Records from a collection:
•••

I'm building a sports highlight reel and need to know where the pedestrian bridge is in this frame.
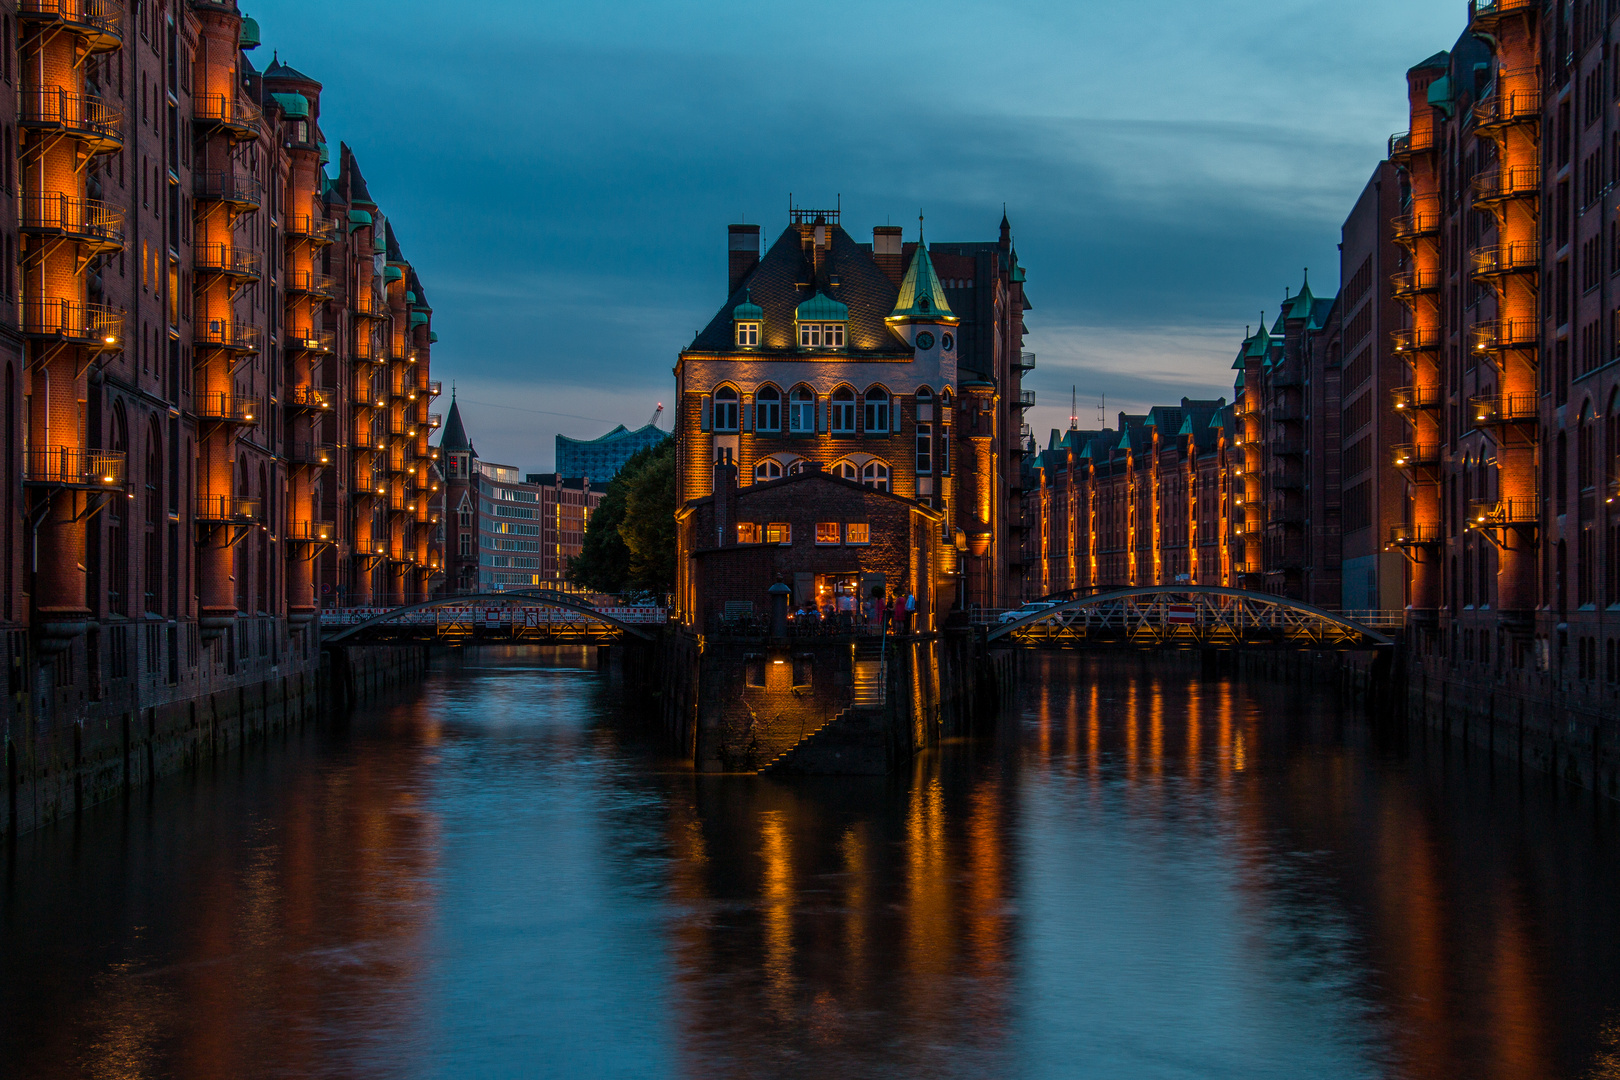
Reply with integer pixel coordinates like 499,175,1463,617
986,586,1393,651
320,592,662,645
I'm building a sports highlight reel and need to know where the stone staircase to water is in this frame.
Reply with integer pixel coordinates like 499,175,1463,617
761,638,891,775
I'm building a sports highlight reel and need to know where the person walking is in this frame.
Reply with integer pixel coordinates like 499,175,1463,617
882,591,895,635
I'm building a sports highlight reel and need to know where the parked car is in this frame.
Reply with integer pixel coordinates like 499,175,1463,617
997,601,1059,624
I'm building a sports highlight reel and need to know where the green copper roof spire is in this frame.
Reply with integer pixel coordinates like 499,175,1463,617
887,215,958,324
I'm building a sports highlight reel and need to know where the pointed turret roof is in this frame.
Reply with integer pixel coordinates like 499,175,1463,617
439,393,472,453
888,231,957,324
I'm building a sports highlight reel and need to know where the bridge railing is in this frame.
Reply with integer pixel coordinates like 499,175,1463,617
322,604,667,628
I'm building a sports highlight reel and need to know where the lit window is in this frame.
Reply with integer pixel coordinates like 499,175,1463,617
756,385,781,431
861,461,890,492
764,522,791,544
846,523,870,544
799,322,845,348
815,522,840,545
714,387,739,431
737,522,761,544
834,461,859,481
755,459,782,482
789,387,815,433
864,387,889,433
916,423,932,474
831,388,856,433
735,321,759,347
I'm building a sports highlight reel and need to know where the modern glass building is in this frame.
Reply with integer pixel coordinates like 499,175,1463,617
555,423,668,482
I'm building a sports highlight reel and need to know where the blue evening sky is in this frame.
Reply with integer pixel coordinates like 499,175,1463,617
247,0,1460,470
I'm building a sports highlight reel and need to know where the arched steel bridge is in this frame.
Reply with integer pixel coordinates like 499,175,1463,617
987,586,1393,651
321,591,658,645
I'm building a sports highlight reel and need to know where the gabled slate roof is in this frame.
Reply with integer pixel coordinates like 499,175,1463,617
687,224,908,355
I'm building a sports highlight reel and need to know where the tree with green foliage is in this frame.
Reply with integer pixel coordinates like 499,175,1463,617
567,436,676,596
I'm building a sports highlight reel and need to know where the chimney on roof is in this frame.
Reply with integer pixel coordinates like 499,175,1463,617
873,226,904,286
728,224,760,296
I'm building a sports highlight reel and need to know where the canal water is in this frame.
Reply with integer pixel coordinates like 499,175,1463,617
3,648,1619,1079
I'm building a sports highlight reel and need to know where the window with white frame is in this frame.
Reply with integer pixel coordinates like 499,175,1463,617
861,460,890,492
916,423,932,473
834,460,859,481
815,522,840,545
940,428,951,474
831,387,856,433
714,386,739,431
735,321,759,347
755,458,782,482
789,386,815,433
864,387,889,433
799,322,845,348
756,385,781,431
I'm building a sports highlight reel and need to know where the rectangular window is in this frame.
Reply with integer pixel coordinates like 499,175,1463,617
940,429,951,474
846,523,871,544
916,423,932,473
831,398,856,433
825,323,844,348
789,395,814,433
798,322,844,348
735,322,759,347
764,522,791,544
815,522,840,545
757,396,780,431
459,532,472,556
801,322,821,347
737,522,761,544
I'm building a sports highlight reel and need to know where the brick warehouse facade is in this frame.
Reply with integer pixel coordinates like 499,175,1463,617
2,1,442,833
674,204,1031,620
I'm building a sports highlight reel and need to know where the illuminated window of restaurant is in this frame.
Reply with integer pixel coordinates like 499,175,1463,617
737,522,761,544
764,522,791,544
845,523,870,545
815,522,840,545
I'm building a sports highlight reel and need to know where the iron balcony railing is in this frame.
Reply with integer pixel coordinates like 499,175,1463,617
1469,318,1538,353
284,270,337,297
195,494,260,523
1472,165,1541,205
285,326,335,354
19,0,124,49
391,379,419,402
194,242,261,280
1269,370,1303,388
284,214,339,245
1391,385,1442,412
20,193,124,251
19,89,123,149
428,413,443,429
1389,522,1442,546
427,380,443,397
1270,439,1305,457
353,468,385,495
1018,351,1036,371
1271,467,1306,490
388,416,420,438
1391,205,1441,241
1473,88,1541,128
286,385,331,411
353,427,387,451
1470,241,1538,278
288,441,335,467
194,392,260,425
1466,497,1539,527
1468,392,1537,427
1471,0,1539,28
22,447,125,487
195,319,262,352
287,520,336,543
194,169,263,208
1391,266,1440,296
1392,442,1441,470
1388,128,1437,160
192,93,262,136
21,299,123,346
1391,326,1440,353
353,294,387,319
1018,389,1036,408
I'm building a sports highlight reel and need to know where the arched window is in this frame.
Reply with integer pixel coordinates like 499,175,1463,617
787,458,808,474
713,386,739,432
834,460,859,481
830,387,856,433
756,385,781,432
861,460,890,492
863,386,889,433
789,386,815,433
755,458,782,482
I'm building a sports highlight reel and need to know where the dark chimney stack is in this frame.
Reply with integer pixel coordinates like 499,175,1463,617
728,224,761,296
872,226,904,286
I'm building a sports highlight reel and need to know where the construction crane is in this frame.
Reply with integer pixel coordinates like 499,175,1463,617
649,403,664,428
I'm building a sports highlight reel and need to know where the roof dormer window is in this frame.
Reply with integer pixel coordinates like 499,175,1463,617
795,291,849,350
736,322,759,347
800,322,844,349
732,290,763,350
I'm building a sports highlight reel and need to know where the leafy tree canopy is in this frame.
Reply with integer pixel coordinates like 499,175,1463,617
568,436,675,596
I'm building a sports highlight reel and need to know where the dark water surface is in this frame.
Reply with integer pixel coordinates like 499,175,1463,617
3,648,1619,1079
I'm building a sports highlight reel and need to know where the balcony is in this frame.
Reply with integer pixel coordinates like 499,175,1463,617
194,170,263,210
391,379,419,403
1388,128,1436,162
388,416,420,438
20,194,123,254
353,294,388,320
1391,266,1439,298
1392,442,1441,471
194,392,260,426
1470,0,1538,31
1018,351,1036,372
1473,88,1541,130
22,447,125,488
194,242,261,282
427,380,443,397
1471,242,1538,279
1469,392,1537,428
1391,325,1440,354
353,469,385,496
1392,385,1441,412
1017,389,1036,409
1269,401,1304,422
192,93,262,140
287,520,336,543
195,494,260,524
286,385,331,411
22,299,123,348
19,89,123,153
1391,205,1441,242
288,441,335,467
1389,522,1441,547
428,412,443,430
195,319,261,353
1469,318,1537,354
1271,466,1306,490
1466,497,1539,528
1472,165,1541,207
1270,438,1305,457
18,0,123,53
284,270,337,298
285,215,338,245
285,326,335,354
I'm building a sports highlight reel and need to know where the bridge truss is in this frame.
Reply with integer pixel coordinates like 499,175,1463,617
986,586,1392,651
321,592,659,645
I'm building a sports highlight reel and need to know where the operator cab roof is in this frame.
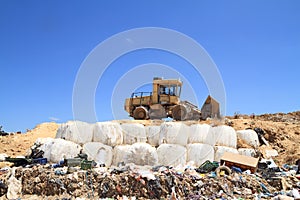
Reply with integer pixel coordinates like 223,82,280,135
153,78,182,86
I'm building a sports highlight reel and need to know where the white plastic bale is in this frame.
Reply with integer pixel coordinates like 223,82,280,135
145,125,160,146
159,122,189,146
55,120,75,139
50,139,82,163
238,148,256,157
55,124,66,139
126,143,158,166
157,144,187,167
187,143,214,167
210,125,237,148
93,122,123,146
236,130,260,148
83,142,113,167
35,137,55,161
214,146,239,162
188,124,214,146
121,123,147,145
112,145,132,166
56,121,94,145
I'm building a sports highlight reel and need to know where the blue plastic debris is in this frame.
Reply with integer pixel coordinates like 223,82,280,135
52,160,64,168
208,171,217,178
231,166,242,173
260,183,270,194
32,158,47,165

•••

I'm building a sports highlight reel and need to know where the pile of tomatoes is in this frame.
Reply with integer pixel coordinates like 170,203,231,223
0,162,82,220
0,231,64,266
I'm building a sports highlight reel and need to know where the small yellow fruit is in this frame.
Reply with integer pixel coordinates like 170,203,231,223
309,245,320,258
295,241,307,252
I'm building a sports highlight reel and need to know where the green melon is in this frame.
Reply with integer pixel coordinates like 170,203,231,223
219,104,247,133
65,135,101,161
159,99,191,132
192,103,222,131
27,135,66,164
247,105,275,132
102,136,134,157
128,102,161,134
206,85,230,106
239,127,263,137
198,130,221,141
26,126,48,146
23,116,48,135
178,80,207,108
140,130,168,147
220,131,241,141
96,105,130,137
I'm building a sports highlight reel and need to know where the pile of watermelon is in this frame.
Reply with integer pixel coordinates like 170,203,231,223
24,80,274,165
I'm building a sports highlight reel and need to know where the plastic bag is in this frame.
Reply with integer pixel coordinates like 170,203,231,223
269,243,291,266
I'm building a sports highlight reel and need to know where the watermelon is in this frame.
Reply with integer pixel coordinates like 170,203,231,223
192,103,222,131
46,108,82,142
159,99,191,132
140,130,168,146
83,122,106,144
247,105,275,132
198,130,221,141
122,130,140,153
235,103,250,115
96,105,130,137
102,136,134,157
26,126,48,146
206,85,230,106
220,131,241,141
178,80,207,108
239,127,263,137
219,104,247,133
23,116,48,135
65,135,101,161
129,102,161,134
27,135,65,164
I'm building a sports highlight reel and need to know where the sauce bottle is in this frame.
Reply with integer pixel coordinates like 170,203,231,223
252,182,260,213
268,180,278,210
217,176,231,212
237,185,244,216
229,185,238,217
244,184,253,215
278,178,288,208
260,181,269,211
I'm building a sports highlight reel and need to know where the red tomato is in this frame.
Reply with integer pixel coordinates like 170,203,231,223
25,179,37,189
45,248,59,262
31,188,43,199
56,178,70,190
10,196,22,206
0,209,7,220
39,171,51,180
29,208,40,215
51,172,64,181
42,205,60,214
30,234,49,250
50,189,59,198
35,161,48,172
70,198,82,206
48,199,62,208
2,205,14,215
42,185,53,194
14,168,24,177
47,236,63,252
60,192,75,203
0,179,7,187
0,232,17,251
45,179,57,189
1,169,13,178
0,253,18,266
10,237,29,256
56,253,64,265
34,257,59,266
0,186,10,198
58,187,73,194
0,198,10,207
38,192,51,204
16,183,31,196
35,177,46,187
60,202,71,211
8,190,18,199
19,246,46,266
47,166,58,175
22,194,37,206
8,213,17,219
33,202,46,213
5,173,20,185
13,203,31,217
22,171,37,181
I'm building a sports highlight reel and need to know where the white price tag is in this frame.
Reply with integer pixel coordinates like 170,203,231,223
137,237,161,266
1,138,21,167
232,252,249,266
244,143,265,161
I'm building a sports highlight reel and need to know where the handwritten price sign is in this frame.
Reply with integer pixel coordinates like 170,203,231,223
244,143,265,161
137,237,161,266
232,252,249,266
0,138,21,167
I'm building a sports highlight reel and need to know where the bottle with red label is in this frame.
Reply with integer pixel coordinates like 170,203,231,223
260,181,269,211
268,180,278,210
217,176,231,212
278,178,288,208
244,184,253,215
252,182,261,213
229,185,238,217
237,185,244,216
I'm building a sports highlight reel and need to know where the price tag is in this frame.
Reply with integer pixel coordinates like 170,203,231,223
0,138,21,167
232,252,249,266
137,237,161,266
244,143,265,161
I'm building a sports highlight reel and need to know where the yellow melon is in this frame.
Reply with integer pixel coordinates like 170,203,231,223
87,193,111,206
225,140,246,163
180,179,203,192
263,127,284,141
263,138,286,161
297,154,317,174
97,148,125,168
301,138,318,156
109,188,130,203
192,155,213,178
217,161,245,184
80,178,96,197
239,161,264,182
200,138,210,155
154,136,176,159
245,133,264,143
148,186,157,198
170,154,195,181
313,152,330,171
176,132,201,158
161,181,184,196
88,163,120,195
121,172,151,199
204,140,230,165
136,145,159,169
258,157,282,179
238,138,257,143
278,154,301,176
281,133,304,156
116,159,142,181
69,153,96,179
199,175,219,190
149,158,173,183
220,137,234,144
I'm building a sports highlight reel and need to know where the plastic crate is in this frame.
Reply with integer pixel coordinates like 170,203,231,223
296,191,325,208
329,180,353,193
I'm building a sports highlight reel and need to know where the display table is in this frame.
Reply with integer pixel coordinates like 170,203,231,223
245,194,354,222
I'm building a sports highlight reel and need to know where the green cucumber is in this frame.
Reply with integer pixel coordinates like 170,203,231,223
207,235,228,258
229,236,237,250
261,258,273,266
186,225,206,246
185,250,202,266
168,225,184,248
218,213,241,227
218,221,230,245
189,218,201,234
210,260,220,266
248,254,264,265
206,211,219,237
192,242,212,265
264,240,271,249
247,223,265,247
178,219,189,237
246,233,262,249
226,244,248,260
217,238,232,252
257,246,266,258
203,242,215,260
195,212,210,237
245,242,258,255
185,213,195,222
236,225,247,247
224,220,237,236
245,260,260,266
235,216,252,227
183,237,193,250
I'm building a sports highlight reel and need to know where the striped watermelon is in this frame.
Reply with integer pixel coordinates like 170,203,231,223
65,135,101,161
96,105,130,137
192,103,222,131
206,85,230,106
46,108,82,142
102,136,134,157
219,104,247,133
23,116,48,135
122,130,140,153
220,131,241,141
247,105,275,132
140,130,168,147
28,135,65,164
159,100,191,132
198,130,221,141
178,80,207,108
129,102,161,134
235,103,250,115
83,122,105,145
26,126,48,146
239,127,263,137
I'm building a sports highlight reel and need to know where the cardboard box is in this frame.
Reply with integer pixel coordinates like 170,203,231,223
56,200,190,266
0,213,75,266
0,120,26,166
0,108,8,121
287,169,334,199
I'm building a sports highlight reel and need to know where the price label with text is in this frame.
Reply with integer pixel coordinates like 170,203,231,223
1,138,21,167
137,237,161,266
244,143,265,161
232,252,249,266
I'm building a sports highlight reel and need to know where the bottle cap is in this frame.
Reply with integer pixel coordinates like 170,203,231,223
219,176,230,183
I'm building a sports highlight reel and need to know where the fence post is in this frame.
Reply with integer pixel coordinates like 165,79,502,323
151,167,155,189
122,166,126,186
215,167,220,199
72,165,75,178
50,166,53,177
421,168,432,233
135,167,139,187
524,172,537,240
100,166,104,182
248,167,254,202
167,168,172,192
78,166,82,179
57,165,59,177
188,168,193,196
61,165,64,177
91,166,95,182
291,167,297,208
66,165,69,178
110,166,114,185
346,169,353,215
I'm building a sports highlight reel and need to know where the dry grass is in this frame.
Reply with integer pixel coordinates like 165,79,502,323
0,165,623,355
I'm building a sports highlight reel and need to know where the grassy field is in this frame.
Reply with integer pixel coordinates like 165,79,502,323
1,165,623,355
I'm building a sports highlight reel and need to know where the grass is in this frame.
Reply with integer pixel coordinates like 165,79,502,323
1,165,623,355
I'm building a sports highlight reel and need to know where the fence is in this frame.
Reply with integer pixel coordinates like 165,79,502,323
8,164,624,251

•••

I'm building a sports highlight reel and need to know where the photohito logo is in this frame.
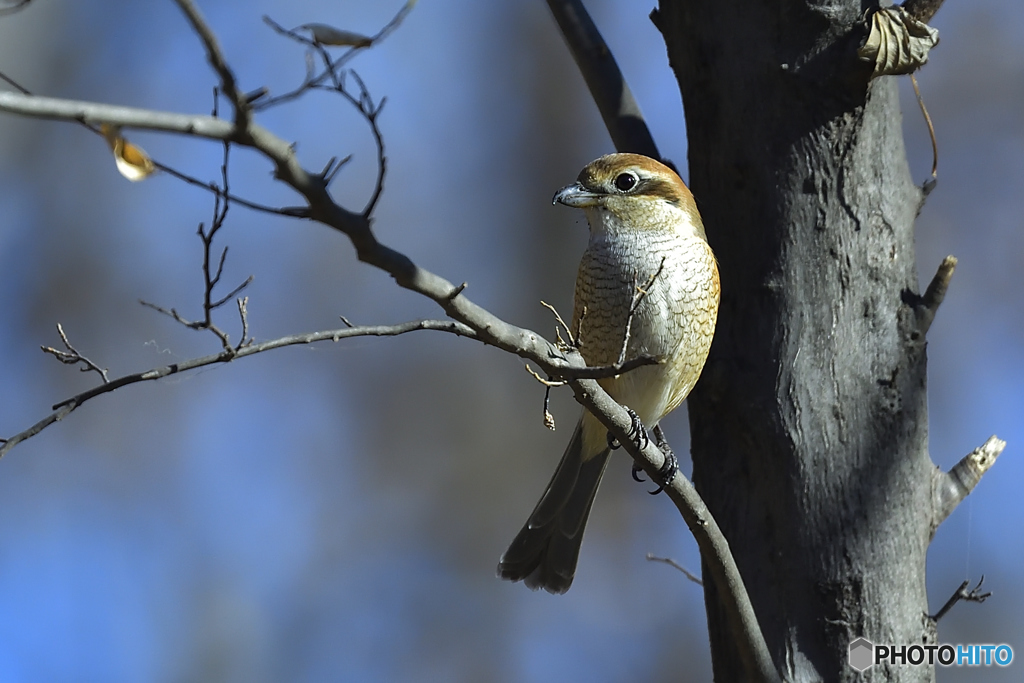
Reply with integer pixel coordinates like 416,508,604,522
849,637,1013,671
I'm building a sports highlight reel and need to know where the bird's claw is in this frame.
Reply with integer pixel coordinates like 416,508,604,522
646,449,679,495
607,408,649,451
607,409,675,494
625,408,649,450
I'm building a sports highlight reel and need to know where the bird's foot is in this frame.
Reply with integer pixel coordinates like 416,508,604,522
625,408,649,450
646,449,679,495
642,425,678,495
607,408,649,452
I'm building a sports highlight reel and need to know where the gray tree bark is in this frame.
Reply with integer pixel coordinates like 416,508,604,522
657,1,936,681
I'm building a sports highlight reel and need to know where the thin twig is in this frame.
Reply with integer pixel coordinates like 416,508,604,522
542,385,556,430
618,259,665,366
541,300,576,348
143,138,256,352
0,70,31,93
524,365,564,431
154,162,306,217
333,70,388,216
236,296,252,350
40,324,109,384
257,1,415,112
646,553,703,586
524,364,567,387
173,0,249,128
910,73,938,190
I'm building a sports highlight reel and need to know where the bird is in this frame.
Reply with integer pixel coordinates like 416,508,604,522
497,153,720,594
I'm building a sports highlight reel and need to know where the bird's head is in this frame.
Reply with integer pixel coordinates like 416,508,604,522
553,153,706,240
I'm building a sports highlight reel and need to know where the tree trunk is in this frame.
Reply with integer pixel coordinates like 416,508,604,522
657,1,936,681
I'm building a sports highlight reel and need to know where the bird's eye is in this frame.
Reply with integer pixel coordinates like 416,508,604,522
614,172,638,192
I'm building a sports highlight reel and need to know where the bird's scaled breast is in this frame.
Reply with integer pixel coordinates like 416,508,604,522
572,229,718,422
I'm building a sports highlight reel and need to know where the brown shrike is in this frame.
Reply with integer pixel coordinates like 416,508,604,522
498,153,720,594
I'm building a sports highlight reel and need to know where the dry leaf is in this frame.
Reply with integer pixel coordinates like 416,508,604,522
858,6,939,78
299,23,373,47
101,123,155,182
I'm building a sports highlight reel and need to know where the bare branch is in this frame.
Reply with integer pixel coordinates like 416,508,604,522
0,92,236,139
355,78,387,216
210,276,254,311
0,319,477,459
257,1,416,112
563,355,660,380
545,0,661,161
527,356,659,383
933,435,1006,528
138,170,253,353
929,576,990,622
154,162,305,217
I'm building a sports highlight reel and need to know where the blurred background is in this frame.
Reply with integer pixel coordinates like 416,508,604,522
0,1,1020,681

•••

* **What to produce**
Exact copy, pictures excluded: from the line with "pedestrian bridge is in this frame." up to and including the line with "walking is in this frame." in the data above.

* **Solved problem**
I'm building a sports highlight reel and need to know where the pedestrian bridge is in this frame.
Reply with integer pixel coordinates like 499,175,1463,617
986,586,1393,651
320,592,662,645
I'm building a sports highlight reel and need to know where the stone staircase to water is in this frame.
Reply with integer pixel coordinates like 499,175,1463,617
761,638,891,775
I'm building a sports highlight reel and need to know where the person walking is in this frame.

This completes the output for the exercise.